Task details — Rewrite every line of the listing below as a numbered list, leaving out any blank lines.

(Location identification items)
····················

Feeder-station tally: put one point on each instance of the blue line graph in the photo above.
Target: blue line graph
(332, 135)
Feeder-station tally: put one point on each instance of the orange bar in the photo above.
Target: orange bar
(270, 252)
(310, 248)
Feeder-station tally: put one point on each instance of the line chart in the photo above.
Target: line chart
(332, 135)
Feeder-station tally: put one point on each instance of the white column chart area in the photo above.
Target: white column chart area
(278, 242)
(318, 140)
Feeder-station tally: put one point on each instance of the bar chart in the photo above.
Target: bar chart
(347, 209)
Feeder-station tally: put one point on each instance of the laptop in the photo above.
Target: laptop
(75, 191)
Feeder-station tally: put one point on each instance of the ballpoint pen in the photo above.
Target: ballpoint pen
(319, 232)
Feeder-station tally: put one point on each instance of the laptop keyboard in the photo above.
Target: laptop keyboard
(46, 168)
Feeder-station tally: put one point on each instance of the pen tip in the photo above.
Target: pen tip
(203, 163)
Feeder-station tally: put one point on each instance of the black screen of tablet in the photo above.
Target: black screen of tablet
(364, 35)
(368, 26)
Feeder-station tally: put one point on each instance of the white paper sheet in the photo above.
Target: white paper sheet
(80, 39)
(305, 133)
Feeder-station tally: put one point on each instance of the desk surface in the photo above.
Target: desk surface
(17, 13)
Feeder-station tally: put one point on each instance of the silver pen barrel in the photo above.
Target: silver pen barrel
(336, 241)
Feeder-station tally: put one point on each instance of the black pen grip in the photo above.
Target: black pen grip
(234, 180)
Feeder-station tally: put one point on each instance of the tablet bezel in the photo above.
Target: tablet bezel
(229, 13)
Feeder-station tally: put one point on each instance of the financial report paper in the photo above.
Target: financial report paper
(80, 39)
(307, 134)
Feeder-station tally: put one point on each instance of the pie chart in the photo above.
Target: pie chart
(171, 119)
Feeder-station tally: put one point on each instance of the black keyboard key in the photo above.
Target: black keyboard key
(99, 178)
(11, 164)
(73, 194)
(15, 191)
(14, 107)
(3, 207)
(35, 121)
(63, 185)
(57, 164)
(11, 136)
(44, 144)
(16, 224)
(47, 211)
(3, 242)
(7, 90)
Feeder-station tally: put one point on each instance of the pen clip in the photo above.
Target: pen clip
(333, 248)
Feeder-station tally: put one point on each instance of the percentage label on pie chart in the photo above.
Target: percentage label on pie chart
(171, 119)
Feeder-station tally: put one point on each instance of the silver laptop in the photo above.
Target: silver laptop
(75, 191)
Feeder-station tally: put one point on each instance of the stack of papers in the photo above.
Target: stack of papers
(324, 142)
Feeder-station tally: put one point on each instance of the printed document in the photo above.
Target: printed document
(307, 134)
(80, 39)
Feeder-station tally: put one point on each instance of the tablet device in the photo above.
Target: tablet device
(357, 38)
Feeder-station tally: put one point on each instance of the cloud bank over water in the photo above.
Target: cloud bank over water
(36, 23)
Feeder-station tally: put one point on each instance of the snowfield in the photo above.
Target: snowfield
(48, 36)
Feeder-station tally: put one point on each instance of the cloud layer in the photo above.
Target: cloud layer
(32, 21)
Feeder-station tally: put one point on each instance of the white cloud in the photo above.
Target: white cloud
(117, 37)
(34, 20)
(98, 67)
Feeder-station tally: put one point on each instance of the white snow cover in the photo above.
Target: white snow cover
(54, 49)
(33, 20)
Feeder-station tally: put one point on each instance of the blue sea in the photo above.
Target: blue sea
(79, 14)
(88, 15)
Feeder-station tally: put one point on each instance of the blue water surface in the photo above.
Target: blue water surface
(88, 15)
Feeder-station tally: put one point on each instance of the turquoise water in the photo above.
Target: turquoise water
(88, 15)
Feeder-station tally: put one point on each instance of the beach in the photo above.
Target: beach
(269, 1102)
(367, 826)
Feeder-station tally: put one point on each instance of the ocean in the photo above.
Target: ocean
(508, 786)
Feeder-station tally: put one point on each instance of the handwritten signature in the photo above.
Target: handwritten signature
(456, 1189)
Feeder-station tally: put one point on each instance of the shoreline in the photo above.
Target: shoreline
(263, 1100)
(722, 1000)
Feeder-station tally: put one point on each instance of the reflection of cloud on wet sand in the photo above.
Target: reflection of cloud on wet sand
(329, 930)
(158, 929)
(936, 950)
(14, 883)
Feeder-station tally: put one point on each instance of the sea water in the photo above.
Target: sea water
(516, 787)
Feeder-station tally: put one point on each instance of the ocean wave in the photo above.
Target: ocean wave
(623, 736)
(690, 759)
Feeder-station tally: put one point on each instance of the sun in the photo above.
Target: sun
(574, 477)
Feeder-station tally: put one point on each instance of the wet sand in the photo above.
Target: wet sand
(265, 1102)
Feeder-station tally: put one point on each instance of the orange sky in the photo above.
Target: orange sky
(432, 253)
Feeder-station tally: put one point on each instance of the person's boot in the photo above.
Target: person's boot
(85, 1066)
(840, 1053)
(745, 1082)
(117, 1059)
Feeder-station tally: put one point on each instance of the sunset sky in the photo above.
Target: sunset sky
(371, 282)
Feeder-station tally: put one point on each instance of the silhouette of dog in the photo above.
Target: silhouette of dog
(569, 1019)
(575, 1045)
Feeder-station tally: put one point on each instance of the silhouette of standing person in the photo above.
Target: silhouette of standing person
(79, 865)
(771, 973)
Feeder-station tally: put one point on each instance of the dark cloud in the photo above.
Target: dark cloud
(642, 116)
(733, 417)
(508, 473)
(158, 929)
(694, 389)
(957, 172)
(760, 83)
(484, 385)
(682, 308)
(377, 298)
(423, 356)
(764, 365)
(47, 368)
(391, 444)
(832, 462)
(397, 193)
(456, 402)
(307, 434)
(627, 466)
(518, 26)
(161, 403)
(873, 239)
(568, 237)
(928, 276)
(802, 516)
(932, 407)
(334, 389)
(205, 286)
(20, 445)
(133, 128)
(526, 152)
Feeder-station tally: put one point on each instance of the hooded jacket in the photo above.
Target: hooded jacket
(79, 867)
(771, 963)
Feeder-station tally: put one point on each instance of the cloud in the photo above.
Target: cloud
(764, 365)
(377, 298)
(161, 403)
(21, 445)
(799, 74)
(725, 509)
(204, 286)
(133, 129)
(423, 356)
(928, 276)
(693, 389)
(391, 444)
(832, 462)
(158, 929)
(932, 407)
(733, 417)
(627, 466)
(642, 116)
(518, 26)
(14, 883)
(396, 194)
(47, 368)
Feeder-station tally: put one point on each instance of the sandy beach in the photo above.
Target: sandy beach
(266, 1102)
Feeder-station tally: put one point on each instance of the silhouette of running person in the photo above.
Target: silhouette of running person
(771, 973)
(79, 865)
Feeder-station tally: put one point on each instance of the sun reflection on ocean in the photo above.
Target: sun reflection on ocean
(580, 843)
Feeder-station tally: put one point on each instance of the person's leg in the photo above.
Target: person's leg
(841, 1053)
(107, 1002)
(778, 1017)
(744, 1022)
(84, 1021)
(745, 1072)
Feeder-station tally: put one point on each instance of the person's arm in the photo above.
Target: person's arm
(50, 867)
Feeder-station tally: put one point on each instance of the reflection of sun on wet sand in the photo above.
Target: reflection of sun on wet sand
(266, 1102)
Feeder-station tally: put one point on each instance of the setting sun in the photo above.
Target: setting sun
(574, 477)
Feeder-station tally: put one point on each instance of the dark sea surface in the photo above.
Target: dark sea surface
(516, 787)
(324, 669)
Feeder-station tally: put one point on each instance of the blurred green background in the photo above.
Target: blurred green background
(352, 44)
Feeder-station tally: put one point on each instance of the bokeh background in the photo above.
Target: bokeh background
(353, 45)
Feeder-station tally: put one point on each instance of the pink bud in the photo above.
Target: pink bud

····················

Final result —
1. Feeder-station tally: put one point on each instance of the blue line graph in the photo above.
2. Target: blue line graph
3. (332, 135)
4. Feeder-station tally: put one point on each instance of the orange bar in the photo above.
5. Target: orange bar
6. (270, 252)
7. (310, 248)
8. Feeder-station tally: put one point on each instance of the line chart in the photo above.
9. Target: line chart
10. (332, 135)
11. Feeder-station tally: put one point on each instance of the white column chart area in the photo above.
12. Target: white column chart area
13. (278, 242)
14. (318, 140)
15. Feeder-station tally: put one point on each instance of the bar chart in the photo above.
16. Target: bar chart
17. (347, 209)
18. Feeder-station tally: put one point on each instance of the laptop in the photo above.
19. Target: laptop
20. (75, 191)
21. Feeder-station tally: put one point on each instance of the ballpoint pen in the photo above.
22. Target: ballpoint pen
23. (319, 232)
24. Feeder-station tally: put one point on each instance of the laptop keyboard in the photo above.
25. Target: laptop keyboard
26. (46, 168)
27. Feeder-station tally: put one point on each instance of the pen tip in the photo above.
28. Target: pen tip
29. (203, 163)
30. Feeder-station tally: put one point on each instance of the black screen of tablet in the photo above.
31. Target: black screen of tablet
32. (364, 35)
33. (368, 26)
34. Feeder-station tally: put one point on each instance of the white paper sheet in the photo above.
35. Target: white paper sheet
36. (80, 39)
37. (305, 133)
38. Feeder-station tally: put one point on each instance of the desk surface in the photo above.
39. Target: desk surface
40. (17, 13)
41. Feeder-station tally: put one point on each instance of the silver pen barrel in the photo above.
42. Target: silver pen barrel
43. (336, 241)
44. Feeder-station tally: put one point on each instance of the black pen grip in the photo above.
45. Target: black pen grip
46. (234, 180)
47. Feeder-station tally: put one point on each instance of the tablet bezel in the photo above.
48. Target: tablet bezel
49. (229, 13)
50. Feeder-station tally: put one point on each instance of the financial report paper in the photo above.
51. Target: financial report paper
52. (80, 39)
53. (307, 134)
54. Feeder-station tally: put one point on each instance of the pie chart in the photo above.
55. Target: pie chart
56. (171, 119)
57. Feeder-station tally: put one point on each instance of the black keyboard key in the photo above.
58. Target: black keyboard key
59. (99, 178)
60. (11, 164)
61. (73, 194)
62. (15, 191)
63. (14, 107)
64. (3, 207)
65. (35, 121)
66. (63, 185)
67. (57, 164)
68. (11, 136)
69. (44, 144)
70. (16, 224)
71. (47, 211)
72. (3, 242)
73. (7, 90)
74. Feeder-station tally: put one point on each instance of the pen clip in the photo above.
75. Target: pen clip
76. (333, 248)
77. Feeder-station tally: put one point on each instance of the percentage label on pie chart in the photo above.
78. Target: percentage label on pie chart
79. (171, 119)
80. Feeder-station tally: put one point on each instance of the silver laptop in the photo above.
81. Target: silver laptop
82. (75, 191)
83. Feeder-station tally: put one point on each instance of the stack of papers in the photo above.
84. Target: stack of papers
85. (324, 142)
86. Feeder-station tally: put one point on each instance of the printed document in the photo above.
87. Target: printed document
88. (307, 134)
89. (80, 39)
90. Feeder-station tally: put one point on each instance of the tablet device in the photo above.
91. Target: tablet device
92. (357, 38)
93. Feeder-station tally: put one point on each instance of the cloud bank over water in the photo above.
94. Target: cloud bank over water
95. (36, 23)
96. Feeder-station tally: put one point on each instance of the snowfield in the photo above.
97. Target: snowfield
98. (48, 36)
99. Feeder-station tally: put one point on each instance of the cloud layer in the photo above.
100. Target: cloud layer
101. (32, 21)
102. Feeder-station tally: put one point on each instance of the white cloud in the photo above.
103. Target: white cloud
104. (117, 37)
105. (34, 20)
106. (98, 67)
107. Feeder-station tally: put one point on each instance of the white snow cover in the photo above.
108. Target: white snow cover
109. (54, 49)
110. (33, 20)
111. Feeder-station tally: put one point on each instance of the blue sea in the photo above.
112. Target: blue sea
113. (79, 14)
114. (88, 15)
115. Feeder-station tally: put one point on each instance of the blue water surface in the photo above.
116. Target: blue water surface
117. (88, 15)
118. Feeder-station tally: put one point on each instance of the turquoise water in the photo above.
119. Target: turquoise water
120. (88, 15)
121. Feeder-station tally: put one point on each instance of the beach in the photo above.
122. Target: beach
123. (269, 1102)
124. (367, 826)
125. Feeder-station tally: put one point on each instance of the ocean in the photo above.
126. Target: ocean
127. (508, 786)
128. Feeder-station tally: put one point on each instance of the handwritten signature in the photo above.
129. Target: handwritten signature
130. (456, 1189)
131. Feeder-station tally: put one point on each instance of the shoreline in the photo above.
132. Target: shoreline
133. (263, 1100)
134. (722, 1000)
135. Feeder-station tally: put one point on each instance of the reflection of cloud on wet sand in the photo above.
136. Target: reflection of cloud on wet sand
137. (329, 930)
138. (158, 929)
139. (936, 950)
140. (14, 883)
141. Feeder-station tally: put one point on each instance of the sea water in the photo above.
142. Target: sea water
143. (516, 787)
144. Feeder-station tally: put one point on each instance of the ocean wave in the photo above.
145. Target: ocean wave
146. (623, 736)
147. (690, 759)
148. Feeder-station tally: put one point on each instance of the sun in the photo above.
149. Target: sun
150. (574, 477)
151. Feeder-station tally: put one point on each instance of the wet sand in the photo above.
152. Target: wet sand
153. (265, 1102)
154. Feeder-station tally: put one point on each instance of the orange sky in the photo above.
155. Target: orange sky
156. (432, 253)
157. Feeder-station tally: put one point on each instance of the person's boot in the photo above.
158. Target: person's boot
159. (85, 1066)
160. (840, 1053)
161. (745, 1082)
162. (117, 1059)
163. Feeder-station tally: put one point on each instance of the sunset sky in the photo above.
164. Target: sunset sky
165. (371, 282)
166. Feeder-station tally: put one point on each instance of the silhouette of dog in the photo above.
167. Target: silhouette of dog
168. (569, 1019)
169. (575, 1045)
170. Feeder-station tally: put one point on each instance of the silhouette of standing person in the photo above.
171. Target: silhouette of standing person
172. (79, 865)
173. (771, 973)
174. Feeder-station tally: put one point on each instance of the dark cloud in the photo above.
175. Target: dark cloud
176. (642, 116)
177. (733, 417)
178. (508, 473)
179. (158, 929)
180. (694, 389)
181. (957, 172)
182. (760, 83)
183. (484, 385)
184. (682, 308)
185. (377, 298)
186. (423, 356)
187. (764, 365)
188. (47, 368)
189. (391, 444)
190. (832, 462)
191. (397, 193)
192. (456, 402)
193. (307, 434)
194. (627, 466)
195. (518, 26)
196. (161, 403)
197. (873, 239)
198. (568, 237)
199. (928, 276)
200. (802, 516)
201. (932, 407)
202. (334, 389)
203. (205, 286)
204. (20, 445)
205. (133, 128)
206. (526, 152)
207. Feeder-station tally: put one point on each instance of the hooded jacket in the photo above.
208. Target: hooded jacket
209. (79, 867)
210. (771, 963)
211. Feeder-station tally: put one point on each instance of the cloud in the photo above.
212. Target: cloud
213. (764, 365)
214. (377, 298)
215. (161, 403)
216. (21, 445)
217. (799, 74)
218. (725, 509)
219. (204, 286)
220. (133, 129)
221. (423, 356)
222. (928, 276)
223. (693, 389)
224. (391, 444)
225. (832, 462)
226. (158, 929)
227. (932, 407)
228. (733, 417)
229. (627, 466)
230. (642, 116)
231. (518, 26)
232. (14, 883)
233. (396, 194)
234. (47, 368)
235. Feeder-station tally: put one point on each instance of the sandy beach in the photo above.
236. Target: sandy beach
237. (266, 1102)
238. Feeder-station tally: put one point on each instance of the silhouette of running person in the photo above.
239. Target: silhouette of running person
240. (771, 973)
241. (79, 865)
242. Feeder-station tally: put one point on each instance of the sun reflection on ocean in the photo above.
243. Target: sun reflection on ocean
244. (580, 843)
245. Feeder-station tally: put one point on each instance of the person's leg in the photo above.
246. Target: person's leg
247. (841, 1053)
248. (107, 1002)
249. (778, 1017)
250. (744, 1022)
251. (84, 1021)
252. (745, 1072)
253. Feeder-station tally: put one point on each instance of the person's arm in the photo above.
254. Target: person's arm
255. (50, 867)
256. Feeder-station tally: put one point on each instance of the reflection of sun on wet sand in the photo above.
257. Target: reflection of sun on wet sand
258. (266, 1102)
259. Feeder-station tally: put one point on each instance of the setting sun in the photo above.
260. Target: setting sun
261. (574, 477)
262. Feeder-station tally: put one point on each instance of the dark sea surface in the photo above.
263. Target: dark sea surface
264. (516, 787)
265. (324, 669)
266. Feeder-station tally: put one point on each instance of the blurred green background in the photo above.
267. Target: blurred green background
268. (352, 44)
269. Feeder-station tally: put one point on each instance of the bokeh background in the photo above.
270. Target: bokeh background
271. (353, 45)
272. Feeder-station tally: put one point on each instance of the pink bud in the photo above.
273. Target: pink bud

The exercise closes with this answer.